Text provided:
######

As can be seen in the time-domain autocorrelation (Fig. 2(ii,d)), the time difference of 5 cycles, corresponding to the 50 ps SI of the chaotic lasers, is a characteristic variable since it yields the maximum negative autocorrelation. Column (iii) of Fig. 2, entitled ‘Chaos [Time-domain] (SI: 50 ps)’, corresponds to the case in which Z(t) was resampled every 50 ps. While the shape of the histogram (Fig. 2(iii,c)) is the same as that in the previous case (Fig. 2(ii,c)), the time-domain autocorrelation shows negative maxima at time lags of −1 and 1.

The data shown in the rows (iv) and (v) are normally distributed random variables with standard deviations of 0.1 and 0.2, referred to as ‘RANDN σ = 0.1’ and ‘RANDN σ = 0.2’, respectively, hereafter. To obtain distributions resembling those of Chaos (ii) and (iii), the positive and negative parts were shifted toward the edges of −1 and 1, which is a transformation equivalent to that conducted to obtain Chaos (ii) and (iii) above. The signal level distribution is similar to the case of chaos when σ = 0.2.

######

Stored records:
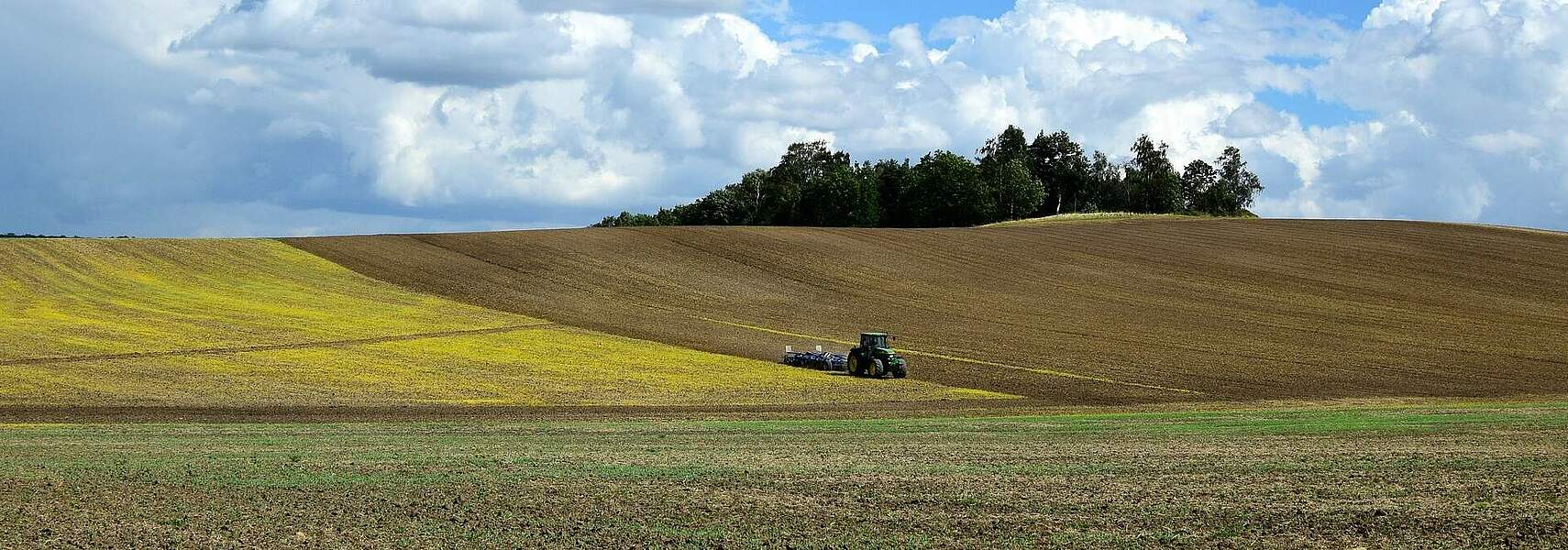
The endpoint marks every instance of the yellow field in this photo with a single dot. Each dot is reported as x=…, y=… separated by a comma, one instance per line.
x=178, y=323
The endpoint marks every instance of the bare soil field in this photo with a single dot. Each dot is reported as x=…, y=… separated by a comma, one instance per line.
x=1451, y=475
x=1097, y=313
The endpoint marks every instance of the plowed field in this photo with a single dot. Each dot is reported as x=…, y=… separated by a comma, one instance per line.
x=1097, y=313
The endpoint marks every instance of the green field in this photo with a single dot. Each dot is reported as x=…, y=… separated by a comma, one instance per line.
x=1435, y=475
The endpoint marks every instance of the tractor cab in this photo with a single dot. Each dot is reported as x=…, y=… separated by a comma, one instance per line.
x=874, y=340
x=874, y=358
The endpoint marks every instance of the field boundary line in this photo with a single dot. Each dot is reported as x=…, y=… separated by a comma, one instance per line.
x=960, y=359
x=275, y=346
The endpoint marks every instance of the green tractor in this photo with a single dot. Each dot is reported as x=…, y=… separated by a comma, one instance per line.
x=874, y=358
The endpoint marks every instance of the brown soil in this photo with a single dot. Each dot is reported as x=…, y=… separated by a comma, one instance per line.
x=1076, y=314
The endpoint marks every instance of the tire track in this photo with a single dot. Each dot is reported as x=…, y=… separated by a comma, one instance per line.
x=276, y=346
x=907, y=351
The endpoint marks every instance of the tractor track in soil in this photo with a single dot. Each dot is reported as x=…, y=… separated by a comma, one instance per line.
x=1075, y=314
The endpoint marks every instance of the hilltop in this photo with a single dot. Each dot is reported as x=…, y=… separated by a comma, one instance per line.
x=1077, y=314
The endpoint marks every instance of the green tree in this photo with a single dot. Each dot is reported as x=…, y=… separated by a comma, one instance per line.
x=947, y=193
x=841, y=198
x=996, y=157
x=1236, y=187
x=1018, y=193
x=1151, y=179
x=1104, y=188
x=1198, y=187
x=896, y=187
x=1062, y=168
x=801, y=168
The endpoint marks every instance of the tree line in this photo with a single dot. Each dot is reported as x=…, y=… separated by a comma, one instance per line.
x=1011, y=178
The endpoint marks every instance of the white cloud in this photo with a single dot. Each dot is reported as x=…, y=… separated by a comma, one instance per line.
x=546, y=110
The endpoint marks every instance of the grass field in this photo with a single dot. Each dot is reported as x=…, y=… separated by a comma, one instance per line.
x=1432, y=475
x=247, y=323
x=1095, y=313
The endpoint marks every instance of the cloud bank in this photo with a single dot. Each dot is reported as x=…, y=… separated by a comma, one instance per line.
x=322, y=116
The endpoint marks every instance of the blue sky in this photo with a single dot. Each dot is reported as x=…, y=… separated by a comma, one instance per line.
x=333, y=116
x=880, y=17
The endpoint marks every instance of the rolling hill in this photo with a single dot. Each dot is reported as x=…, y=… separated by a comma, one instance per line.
x=1097, y=313
x=254, y=323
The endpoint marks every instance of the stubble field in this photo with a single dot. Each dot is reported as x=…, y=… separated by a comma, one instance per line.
x=1430, y=475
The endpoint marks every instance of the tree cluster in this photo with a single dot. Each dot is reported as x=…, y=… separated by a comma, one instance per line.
x=1011, y=178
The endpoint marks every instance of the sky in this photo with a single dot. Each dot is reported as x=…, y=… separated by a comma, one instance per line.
x=198, y=118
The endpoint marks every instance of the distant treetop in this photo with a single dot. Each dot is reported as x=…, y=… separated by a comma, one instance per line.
x=1010, y=179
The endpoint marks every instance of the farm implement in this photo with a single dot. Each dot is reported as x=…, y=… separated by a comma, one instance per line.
x=872, y=358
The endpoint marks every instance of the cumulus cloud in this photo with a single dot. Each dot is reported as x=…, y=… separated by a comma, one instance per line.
x=545, y=113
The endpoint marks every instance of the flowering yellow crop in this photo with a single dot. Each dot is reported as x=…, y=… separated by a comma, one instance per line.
x=196, y=311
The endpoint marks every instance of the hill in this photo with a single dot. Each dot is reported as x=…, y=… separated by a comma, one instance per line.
x=254, y=323
x=1087, y=313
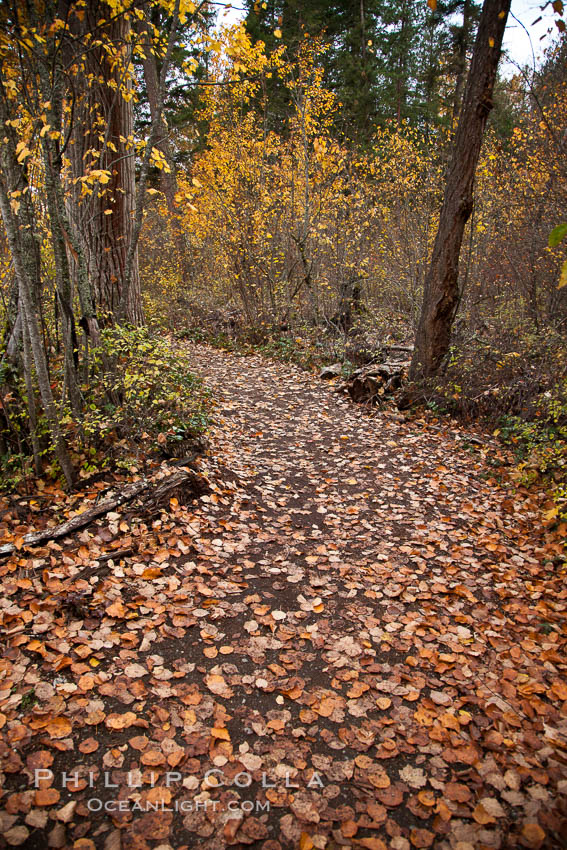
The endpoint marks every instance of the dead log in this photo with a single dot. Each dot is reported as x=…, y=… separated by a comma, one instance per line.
x=371, y=383
x=179, y=485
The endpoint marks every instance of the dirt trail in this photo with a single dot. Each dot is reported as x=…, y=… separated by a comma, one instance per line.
x=356, y=630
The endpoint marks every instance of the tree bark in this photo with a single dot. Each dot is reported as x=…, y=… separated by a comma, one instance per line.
x=441, y=291
x=103, y=221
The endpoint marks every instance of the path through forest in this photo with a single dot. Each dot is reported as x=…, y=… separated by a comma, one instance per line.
x=356, y=629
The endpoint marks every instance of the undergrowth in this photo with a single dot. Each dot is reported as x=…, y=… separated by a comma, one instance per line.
x=140, y=401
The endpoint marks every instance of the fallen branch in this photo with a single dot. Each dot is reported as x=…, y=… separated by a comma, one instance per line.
x=179, y=482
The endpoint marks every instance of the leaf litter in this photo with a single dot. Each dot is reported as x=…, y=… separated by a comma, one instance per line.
x=354, y=639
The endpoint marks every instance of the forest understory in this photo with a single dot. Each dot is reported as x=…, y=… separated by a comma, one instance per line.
x=283, y=426
x=358, y=628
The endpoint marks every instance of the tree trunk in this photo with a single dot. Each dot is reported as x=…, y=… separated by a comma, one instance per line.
x=441, y=292
x=103, y=139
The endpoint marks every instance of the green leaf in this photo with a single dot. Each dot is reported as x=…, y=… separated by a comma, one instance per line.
x=557, y=235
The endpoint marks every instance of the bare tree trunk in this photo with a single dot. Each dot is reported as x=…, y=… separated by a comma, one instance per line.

######

The tasks:
1 – Rewrite the passage on chaotic laser signals starting with "As can be seen" and going on through "of −1 and 1.", putting "distribution plot" wherever "histogram" appears.
2 – Extend the passage on chaotic laser signals by writing what follows its final sentence.

Answers given:
1 –
As can be seen in the time-domain autocorrelation (Fig. 2(ii,d)), the time difference of 5 cycles, corresponding to the 50 ps SI of the chaotic lasers, is a characteristic variable since it yields the maximum negative autocorrelation. Column (iii) of Fig. 2, entitled ‘Chaos [Time-domain] (SI: 50 ps)’, corresponds to the case in which Z(t) was resampled every 50 ps. While the shape of the distribution plot (Fig. 2(iii,c)) is the same as that in the previous case (Fig. 2(ii,c)), the time-domain autocorrelation shows negative maxima at time lags of −1 and 1.

2 –
We prepared another arrangement of latent variables from chaos so that the correlations were transformed into the space domain of Z(t), instead of the time domain arrangement represented by the assignment of chaotic sequences Z1(t), Z2(t), …, Z100(t) to Z(t) (\(=[{Z}_{1}(t),\cdots ,{Z}_{100}(t)]\)). In the case of space domain assignment, the first and second components of Z(t), for example, are \({\boldsymbol{Z}}(1)=[{Z}_{1}(1),\cdots ,{Z}_{1}(100)]\) and \({\boldsymbol{Z}}(2)=[{Z}_{1}(101),\cdots ,{Z}_{1}(200)]\), respectively, meaning that Z consists of consecutive sources of the same sequence (in this case,\({Z}_{1}\)). Therefore, the correlation among the elements within a single \({\boldsymbol{Z}}(t)\) appears. Generally, Z(t) is given by

$${\boldsymbol{Z}}(t)=[{Z}_{1}(100\times (t-1)+1),\cdots ,{Z}_{1}(100\times (t-1)+100)],$$
(1)

when t ranges from 1 to 105, recalling that 105 is the number of data points of the original chaotic sequence. Afterwards, for \(t={10}^{5}+1\) to \(t=2\times {10}^{5}+1\), the second sequence Z2(t) was utilized for Z(t):

$${\boldsymbol{Z}}(t)=[{Z}_{2}(100\times (t-{10}^{5}-1)+1),\cdots ,{Z}_{2}(100\times (t-{10}^{5}-1)+100)].$$
(2)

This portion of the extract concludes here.